◆ **The task**: In the forum post about OpenCL, what kind of project is the poster trying to build a simple computational framework for?

◆ **Passage shown**:
+ + +

OpenCL useful at all? tl;dr warning

Started by
8 comments, last by Telgin 12 years, 7 months ago
Hello

I've been looking at HPC with OpenCL in the past few weeks and I'm wondering if it's actually good at what it does? If it's worth it, yet? Or ever? I feel it's full of promises it won't ever be able to keep up to.

The idea that OpenCL can split the processing load between the different computing hardware devices is nice, but is it meant to work? I'm trying to do a simple computational framework for my audio-visualization project (if such a thing can be...), but adding OpenCL to it seems a bit useless? I can always find ways of doing what I want outside OpenCL, with less work, and OpenCL mostly put restrictions on it (doing load balance between unsupported computational units is hard and can be a waste).

+ + +

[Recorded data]
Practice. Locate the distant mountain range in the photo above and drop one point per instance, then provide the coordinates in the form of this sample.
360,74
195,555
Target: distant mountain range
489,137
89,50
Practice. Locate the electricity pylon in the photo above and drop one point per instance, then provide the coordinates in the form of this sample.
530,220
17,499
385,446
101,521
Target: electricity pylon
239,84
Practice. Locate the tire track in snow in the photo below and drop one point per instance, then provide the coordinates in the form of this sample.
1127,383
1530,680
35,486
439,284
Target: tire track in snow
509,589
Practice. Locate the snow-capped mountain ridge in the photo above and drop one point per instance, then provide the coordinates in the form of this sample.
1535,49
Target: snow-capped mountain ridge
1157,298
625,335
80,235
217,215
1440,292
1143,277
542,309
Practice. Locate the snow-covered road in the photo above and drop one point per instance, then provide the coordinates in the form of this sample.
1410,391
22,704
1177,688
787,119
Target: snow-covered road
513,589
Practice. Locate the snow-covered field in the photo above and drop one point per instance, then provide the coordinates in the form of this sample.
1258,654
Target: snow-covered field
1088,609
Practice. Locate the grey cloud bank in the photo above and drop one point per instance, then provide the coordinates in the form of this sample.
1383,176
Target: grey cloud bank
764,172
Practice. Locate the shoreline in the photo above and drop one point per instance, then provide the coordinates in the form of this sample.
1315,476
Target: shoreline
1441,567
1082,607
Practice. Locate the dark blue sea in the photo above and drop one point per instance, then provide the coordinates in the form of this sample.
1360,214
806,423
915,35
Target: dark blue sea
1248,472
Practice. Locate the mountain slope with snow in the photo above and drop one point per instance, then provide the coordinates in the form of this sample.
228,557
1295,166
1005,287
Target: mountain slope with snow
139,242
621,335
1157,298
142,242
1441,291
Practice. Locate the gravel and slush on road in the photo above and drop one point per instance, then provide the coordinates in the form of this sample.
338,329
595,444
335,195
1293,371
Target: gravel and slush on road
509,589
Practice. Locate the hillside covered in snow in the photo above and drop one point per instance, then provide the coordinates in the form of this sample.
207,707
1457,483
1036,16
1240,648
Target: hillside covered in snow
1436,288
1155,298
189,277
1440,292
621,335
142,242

+ + +

◆ **Complete output**: An audio-visualization project.